In the entries below, find every line holding the string "green" and collect it.

Extracted data entries
---

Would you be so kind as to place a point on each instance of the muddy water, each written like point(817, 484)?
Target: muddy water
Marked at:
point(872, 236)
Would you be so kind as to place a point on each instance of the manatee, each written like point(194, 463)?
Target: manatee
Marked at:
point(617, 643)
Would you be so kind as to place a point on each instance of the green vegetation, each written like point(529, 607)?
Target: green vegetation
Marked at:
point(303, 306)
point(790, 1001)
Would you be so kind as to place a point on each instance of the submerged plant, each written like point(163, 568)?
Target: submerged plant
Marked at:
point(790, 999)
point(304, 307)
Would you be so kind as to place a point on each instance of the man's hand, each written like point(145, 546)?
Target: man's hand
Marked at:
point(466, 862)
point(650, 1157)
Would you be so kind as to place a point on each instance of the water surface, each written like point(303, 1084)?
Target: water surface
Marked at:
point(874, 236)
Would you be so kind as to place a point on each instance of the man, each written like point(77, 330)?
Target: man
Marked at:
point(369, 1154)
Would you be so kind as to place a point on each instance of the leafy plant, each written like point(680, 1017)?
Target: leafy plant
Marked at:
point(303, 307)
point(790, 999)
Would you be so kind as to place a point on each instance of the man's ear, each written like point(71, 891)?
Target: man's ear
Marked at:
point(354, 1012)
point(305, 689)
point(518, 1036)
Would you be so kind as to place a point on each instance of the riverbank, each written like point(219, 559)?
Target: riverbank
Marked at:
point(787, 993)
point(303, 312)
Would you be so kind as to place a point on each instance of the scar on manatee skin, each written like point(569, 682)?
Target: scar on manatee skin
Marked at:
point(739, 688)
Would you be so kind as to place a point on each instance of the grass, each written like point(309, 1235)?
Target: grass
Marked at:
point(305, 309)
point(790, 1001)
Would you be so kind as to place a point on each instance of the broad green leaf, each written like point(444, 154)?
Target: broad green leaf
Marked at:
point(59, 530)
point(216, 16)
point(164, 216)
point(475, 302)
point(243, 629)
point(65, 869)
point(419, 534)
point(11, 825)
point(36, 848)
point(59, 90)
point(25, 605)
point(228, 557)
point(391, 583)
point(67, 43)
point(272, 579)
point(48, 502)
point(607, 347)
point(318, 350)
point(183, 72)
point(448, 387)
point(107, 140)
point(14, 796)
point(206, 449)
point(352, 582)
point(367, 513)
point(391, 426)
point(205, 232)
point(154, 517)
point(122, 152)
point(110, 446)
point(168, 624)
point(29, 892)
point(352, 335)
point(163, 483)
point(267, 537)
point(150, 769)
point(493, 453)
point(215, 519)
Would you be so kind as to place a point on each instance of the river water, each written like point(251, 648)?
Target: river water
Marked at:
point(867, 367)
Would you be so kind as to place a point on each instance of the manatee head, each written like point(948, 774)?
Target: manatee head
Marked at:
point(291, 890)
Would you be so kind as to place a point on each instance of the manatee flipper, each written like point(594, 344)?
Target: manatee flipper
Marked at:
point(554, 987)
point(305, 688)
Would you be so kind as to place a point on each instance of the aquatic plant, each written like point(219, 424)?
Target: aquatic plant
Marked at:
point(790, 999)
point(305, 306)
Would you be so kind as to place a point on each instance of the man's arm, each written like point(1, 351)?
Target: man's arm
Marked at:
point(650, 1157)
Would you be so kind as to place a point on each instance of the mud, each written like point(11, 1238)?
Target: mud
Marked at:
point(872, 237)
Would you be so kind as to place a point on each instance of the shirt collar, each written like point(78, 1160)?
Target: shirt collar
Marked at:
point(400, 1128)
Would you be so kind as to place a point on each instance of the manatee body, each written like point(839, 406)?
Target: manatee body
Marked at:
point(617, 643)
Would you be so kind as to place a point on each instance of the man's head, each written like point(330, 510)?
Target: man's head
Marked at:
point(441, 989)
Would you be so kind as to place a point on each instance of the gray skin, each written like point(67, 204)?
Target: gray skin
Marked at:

---

# EXERCISE ANSWER
Would you be so kind as to place a point on each instance of the green vegetation, each written like point(529, 607)?
Target: green vegetation
Would you be so kind as to place a point on each instance of the broad green leaf, each written like point(444, 154)?
Target: broad green leaf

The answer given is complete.